— begin PROVIDED INFORMATION —

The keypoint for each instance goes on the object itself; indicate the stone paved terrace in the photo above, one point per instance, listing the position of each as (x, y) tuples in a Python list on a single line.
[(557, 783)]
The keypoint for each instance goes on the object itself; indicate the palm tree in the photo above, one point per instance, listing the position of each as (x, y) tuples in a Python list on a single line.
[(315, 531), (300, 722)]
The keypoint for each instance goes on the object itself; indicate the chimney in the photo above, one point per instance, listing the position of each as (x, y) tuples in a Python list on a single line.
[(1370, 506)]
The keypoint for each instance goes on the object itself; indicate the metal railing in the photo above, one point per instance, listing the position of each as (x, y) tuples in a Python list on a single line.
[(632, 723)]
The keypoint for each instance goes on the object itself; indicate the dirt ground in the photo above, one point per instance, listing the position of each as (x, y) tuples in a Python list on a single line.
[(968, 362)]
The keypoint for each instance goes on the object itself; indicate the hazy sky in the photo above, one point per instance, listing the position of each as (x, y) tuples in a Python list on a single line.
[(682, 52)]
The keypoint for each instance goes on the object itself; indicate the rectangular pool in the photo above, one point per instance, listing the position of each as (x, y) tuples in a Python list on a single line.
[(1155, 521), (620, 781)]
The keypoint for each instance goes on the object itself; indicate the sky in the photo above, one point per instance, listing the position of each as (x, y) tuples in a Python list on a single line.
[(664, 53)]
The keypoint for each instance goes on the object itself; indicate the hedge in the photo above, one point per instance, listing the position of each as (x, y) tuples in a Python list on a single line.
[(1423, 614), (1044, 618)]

— end PROVIDED INFORMATION —
— begin PROVIDED INFORMATION —

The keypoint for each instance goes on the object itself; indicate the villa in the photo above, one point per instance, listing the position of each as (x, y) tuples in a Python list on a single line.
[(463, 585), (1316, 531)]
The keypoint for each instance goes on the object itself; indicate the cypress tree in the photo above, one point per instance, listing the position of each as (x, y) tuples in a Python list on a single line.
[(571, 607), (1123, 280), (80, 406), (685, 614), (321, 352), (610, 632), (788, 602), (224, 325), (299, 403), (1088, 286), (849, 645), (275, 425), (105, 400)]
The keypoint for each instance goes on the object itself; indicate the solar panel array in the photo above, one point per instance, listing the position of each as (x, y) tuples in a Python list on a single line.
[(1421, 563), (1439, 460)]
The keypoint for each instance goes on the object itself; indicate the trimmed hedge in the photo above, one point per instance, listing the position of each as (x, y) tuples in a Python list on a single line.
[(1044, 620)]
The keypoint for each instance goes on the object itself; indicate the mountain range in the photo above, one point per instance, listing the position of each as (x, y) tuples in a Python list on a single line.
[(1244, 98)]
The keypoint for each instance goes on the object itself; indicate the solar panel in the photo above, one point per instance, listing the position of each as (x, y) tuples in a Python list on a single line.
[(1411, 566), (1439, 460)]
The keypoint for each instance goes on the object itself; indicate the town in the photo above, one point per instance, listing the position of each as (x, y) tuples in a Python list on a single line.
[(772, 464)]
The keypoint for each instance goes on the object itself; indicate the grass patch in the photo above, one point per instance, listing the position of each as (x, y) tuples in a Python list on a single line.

— end PROVIDED INFORMATION —

▶ _WHAT IS NEEDED_
Write out again the lines above, from the one containing "indicate the stone" through the one containing "[(557, 783)]", inclusive, replacing "stone paved terrace" with "brick patio" and keeping everything else the same.

▶ _SOLUTION BELOW_
The keypoint for each instance goes on the object itself; indicate the brick patio in the photo above, one point per instance, listing the position of each as (x, y) tuples in a Python list on a single line.
[(557, 783)]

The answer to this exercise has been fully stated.